**Problem requirements:**
Your answer must be the data repeated exactly, with no pictures in it.

Collection entries:
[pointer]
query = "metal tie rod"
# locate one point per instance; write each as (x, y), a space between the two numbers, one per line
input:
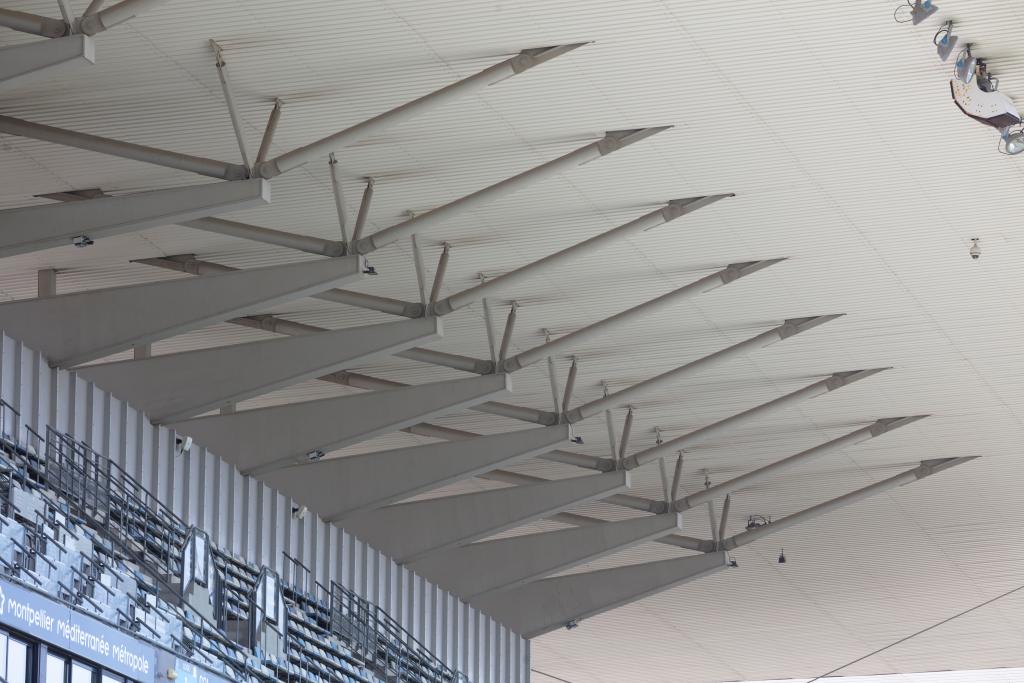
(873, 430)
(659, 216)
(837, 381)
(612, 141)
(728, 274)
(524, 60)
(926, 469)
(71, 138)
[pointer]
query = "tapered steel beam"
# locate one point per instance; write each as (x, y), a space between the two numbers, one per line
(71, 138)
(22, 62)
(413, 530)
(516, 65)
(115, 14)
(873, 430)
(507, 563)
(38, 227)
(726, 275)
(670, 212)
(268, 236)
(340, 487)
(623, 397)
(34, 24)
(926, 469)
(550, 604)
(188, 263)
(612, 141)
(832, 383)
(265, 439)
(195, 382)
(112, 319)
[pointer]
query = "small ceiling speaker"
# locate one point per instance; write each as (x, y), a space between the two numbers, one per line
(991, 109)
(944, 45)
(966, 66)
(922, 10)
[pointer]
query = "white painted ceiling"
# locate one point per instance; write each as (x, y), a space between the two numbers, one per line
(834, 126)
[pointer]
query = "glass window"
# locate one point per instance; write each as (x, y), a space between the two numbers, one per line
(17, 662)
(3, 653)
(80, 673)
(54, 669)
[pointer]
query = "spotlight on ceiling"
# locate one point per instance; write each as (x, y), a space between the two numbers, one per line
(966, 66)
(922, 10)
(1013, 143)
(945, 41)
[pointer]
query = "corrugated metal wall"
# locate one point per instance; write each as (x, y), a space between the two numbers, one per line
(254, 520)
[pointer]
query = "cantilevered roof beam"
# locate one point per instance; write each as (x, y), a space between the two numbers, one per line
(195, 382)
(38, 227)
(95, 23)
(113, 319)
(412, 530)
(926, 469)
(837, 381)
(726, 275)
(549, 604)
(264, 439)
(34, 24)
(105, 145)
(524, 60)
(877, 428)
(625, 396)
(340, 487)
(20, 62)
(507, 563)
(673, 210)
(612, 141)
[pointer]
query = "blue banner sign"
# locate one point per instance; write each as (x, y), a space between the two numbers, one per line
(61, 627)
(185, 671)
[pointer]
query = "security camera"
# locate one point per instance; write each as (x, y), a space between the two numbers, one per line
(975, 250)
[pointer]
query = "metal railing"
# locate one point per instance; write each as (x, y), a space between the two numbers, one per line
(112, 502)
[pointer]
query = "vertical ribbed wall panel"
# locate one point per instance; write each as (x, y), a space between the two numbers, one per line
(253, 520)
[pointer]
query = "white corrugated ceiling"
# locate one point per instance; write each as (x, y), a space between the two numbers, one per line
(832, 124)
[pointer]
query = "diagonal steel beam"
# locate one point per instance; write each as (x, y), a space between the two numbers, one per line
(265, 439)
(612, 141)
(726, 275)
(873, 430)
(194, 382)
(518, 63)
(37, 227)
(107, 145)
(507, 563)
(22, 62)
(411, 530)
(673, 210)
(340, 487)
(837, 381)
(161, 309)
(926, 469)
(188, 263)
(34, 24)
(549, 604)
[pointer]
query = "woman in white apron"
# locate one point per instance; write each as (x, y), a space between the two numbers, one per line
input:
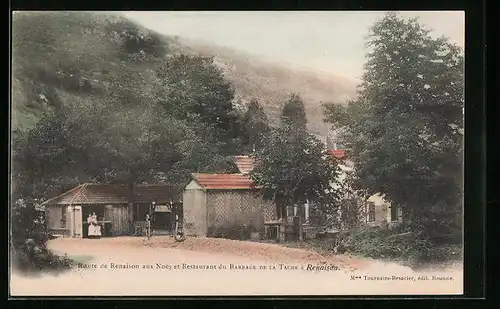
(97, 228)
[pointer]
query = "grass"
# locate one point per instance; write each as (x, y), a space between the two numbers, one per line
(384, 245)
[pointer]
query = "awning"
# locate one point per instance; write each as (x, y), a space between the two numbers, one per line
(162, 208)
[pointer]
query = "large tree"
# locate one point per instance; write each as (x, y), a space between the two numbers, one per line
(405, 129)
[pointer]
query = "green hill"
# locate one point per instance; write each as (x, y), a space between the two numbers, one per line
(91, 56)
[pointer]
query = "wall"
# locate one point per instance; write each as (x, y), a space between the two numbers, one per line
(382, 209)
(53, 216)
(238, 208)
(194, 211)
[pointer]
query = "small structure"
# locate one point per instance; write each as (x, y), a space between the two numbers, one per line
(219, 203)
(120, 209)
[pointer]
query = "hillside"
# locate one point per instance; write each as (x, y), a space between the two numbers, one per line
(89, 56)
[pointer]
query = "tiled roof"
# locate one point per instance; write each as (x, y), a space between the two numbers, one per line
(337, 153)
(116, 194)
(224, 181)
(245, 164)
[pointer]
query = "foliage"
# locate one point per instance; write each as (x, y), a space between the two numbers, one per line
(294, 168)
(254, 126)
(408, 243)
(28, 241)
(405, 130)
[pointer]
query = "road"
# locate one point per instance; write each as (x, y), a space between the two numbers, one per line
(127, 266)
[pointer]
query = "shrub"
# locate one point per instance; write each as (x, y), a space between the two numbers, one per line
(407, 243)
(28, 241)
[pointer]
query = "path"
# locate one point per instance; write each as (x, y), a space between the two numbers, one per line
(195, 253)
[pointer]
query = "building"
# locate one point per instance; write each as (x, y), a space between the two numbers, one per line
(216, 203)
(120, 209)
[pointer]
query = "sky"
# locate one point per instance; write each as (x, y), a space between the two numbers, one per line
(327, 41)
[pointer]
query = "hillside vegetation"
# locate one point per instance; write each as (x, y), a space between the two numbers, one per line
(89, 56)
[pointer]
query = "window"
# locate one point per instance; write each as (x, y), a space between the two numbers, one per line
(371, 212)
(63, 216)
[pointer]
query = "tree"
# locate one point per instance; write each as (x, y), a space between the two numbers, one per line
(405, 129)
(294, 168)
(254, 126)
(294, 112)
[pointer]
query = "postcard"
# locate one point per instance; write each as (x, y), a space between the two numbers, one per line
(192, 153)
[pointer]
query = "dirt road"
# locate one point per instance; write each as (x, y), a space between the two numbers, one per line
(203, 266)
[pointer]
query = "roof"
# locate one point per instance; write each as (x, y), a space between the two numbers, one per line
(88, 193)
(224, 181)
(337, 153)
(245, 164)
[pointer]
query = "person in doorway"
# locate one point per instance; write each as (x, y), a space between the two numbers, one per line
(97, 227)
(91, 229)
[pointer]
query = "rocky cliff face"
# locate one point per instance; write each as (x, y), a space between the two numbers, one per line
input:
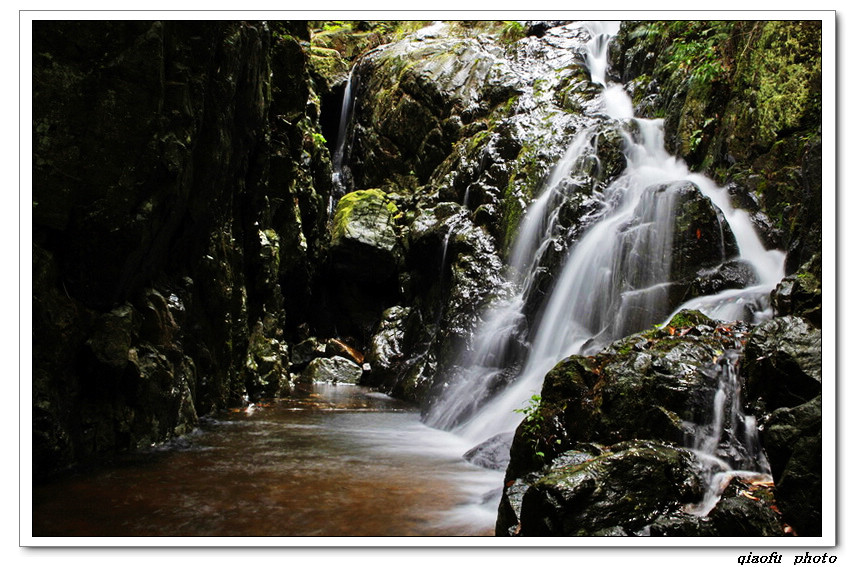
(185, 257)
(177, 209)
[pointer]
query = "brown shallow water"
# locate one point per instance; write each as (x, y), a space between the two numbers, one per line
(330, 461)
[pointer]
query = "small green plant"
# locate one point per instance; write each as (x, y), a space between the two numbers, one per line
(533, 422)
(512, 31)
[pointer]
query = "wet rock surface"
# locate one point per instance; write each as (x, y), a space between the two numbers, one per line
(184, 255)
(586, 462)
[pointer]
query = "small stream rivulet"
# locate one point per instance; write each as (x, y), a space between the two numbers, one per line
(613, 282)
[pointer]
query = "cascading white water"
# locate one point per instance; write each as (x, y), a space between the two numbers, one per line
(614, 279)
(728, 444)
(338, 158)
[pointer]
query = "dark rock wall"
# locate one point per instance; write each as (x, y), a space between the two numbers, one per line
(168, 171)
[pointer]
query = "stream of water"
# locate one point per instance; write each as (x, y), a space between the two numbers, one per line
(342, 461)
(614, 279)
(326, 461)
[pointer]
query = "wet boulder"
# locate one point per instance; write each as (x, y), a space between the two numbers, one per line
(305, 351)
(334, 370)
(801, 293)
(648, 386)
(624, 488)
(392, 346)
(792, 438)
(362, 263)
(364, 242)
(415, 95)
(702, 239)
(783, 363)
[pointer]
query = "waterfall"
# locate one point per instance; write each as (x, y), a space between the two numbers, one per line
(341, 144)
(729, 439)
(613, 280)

**Task result:**
[pointer]
query = "metal tie rod"
# locate one point per instance; write each as (x, y), a space between the two numbers, one per line
input:
(873, 430)
(659, 216)
(837, 381)
(612, 141)
(728, 274)
(524, 60)
(926, 469)
(71, 138)
[pointer]
query = "tapered steel beam"
# locate one point per instance; write each as (x, y), a space between the two numbers, one per line
(71, 138)
(22, 62)
(413, 530)
(516, 65)
(115, 14)
(873, 430)
(507, 563)
(38, 227)
(726, 275)
(670, 212)
(268, 236)
(340, 487)
(623, 397)
(34, 24)
(926, 469)
(550, 604)
(188, 263)
(612, 141)
(832, 383)
(265, 439)
(195, 382)
(112, 319)
[pointer]
query = "small ceiling speaker"
# locate one point per instance; write each as (x, y), a space between the two numbers, one per line
(991, 109)
(944, 45)
(966, 66)
(922, 10)
[pointer]
query = "white painted ceiling"
# locate one point per instance; write each as (x, y), a space between the two numbers, one per line
(834, 126)
[pointer]
query = "glass window"
# locate one point per instance; write each as (x, y), a space between the two numbers, one per line
(17, 662)
(3, 653)
(80, 673)
(54, 669)
[pointer]
query = "spotlight on ceiling"
# locate one point per instance; write each as (x, y), a space between the two numbers, one per line
(966, 66)
(922, 10)
(1013, 143)
(945, 41)
[pointer]
query = "corrugated metal wall"
# locate one point per instance; write each as (x, y), a space between the two numbers, one per line
(254, 520)
[pointer]
query = "cantilevered roof beam"
# locate one point per instance; write each as (x, y), a space between the two numbers, one per line
(195, 382)
(38, 227)
(95, 23)
(113, 319)
(412, 530)
(926, 469)
(837, 381)
(726, 275)
(549, 604)
(264, 439)
(34, 24)
(105, 145)
(524, 60)
(877, 428)
(625, 396)
(340, 487)
(20, 62)
(507, 563)
(673, 210)
(612, 141)
[pointer]
query = "blue banner sign"
# locate one point per instance; write each as (x, y), a space between the two numbers, one per line
(61, 627)
(185, 671)
[pointer]
query = "security camera"
# locate one point per instance; write each as (x, y), a space between the two numbers, one per line
(975, 250)
[pointer]
query = "metal railing"
# locate one point per instance; write each as (x, y), a space between the two numbers, one per line
(112, 502)
[pointer]
query = "vertical ribbed wall panel"
# locate one point per instance; write each as (x, y), a space between the two numbers, one per line
(253, 520)
[pointer]
query = "white corrugated ceiling"
# locate one point per instance; write each as (x, y), a space between the two numbers, one per line
(832, 124)
[pointer]
query = "diagonal steel beam"
# locate one point per instance; write each as (x, y), a space between the two numbers, one per line
(265, 439)
(612, 141)
(726, 275)
(873, 430)
(194, 382)
(518, 63)
(37, 227)
(107, 145)
(507, 563)
(22, 62)
(411, 530)
(673, 210)
(340, 487)
(837, 381)
(161, 309)
(926, 469)
(188, 263)
(34, 24)
(549, 604)
[pointer]
query = "woman in white apron"
# locate one point per instance; write each as (x, y), a space between the two numbers, one per line
input:
(97, 228)
[pointer]
query = "grass"
# locate one point per instance; write each as (x, y), a space between the two numbers, one per line
(384, 245)
[pointer]
query = "awning"
# locate one point per instance; write each as (x, y), a space between the two numbers, one per line
(162, 208)
[pointer]
query = "large tree"
# locate one point per instance; write each as (x, y), a space between the two numbers, one per line
(405, 129)
[pointer]
query = "green hill"
# locate one point per instance; write each as (x, y), a space between the two numbers, one per line
(91, 56)
[pointer]
query = "wall"
# locate one point per instance; write each as (x, y), a space between the two numbers, one per line
(382, 209)
(53, 216)
(238, 208)
(194, 211)
[pointer]
query = "small structure"
# locate one point per instance; write each as (x, y), a space between the two numbers, one per line
(219, 203)
(120, 209)
[pointer]
query = "hillside"
# locate one point per instance; write each as (x, y), a space between the two numbers, one per line
(89, 56)
[pointer]
query = "tiled roof"
# locate one point per instance; write each as (x, y), a space between the two numbers, one per line
(337, 153)
(116, 194)
(224, 181)
(245, 164)
[pointer]
query = "foliage"
# locate one point per instance; write each as (x, y), a space between the two numbers, one per line
(294, 168)
(254, 126)
(408, 243)
(28, 241)
(405, 130)
[pointer]
query = "road"
# locate one point per instance; write each as (x, y), a space between the two numbers, one per line
(127, 266)
[pointer]
query = "shrub"
# locate one point per instance; write each as (x, y), a space between the two numbers, one per line
(407, 243)
(28, 241)
[pointer]
query = "path"
# locate one point per instance; write each as (x, y), a space between the two numbers, one per line
(195, 253)
[pointer]
query = "building"
# locate one point per instance; write each as (x, y), a space between the two numbers, one per line
(216, 203)
(120, 209)
[pointer]
query = "sky"
# locate one point per instance; write each as (x, y), a space between the two numbers, one per line
(327, 41)
[pointer]
query = "hillside vegetation"
# locate one point per instance; write each as (x, y), a space between the two numbers, one per line
(89, 56)
[pointer]
query = "window"
# locate one point per instance; write each as (x, y), a space between the two numbers, one per line
(371, 212)
(63, 216)
[pointer]
query = "tree"
# locate one point per instance; write each as (x, y), a space between the two numbers, one per line
(405, 129)
(294, 168)
(254, 126)
(294, 112)
[pointer]
query = "postcard"
# locate one point per instance; write each as (x, y), a space between the two numbers, one per line
(192, 153)
[pointer]
query = "dirt road"
# locate one point per instance; write each as (x, y), a space between the two numbers, one per line
(203, 266)
[pointer]
query = "roof"
# locate one point per instance; write each as (x, y), a space between the two numbers, one per line
(88, 193)
(224, 181)
(337, 153)
(245, 164)
[pointer]
query = "person in doorway"
# locate one point per instance; write each as (x, y), a space between the two numbers, one per line
(97, 227)
(91, 229)
[pointer]
query = "rocky cliff face"
# locate one point per instance; write each as (x, y), a space between the two numbers, one per line
input:
(185, 257)
(177, 209)
[pointer]
query = "brown shallow water"
# locate one point per instance; write each as (x, y), a space between the two numbers, one per line
(330, 461)
[pointer]
query = "small green plant"
# locate one point per instance; write each as (x, y), a space between the two numbers, one per line
(533, 422)
(512, 31)
[pointer]
query = "wet rock surface"
# locate one point per instance; write each as (x, y), a space between the two numbers, one per line
(184, 255)
(586, 462)
[pointer]
query = "small stream rivulet"
# locate one point per instance; write each as (x, y), a space between the two numbers, one per line
(613, 282)
[pointer]
query = "cascading white water"
# locate one point per instance; write each as (x, y), a space between the two numbers, one per line
(614, 279)
(728, 444)
(338, 158)
[pointer]
query = "dark rock wall"
# locate one point per instance; write each as (x, y), a space between the two numbers, one per line
(168, 171)
[pointer]
query = "stream of water"
# locate one point per instance; write each as (x, y), a space between the two numbers, one per line
(342, 461)
(614, 279)
(326, 461)
[pointer]
query = "wet boulder"
# locate one point per instance; write each as (x, y), a space between the two numbers, one per line
(305, 351)
(334, 370)
(801, 293)
(648, 386)
(624, 488)
(392, 346)
(792, 438)
(362, 263)
(364, 242)
(415, 95)
(702, 239)
(783, 363)
[pointer]
query = "waterfall"
# locate one point per instance; write each as (x, y), a space between the two numbers, one per line
(341, 144)
(729, 439)
(613, 280)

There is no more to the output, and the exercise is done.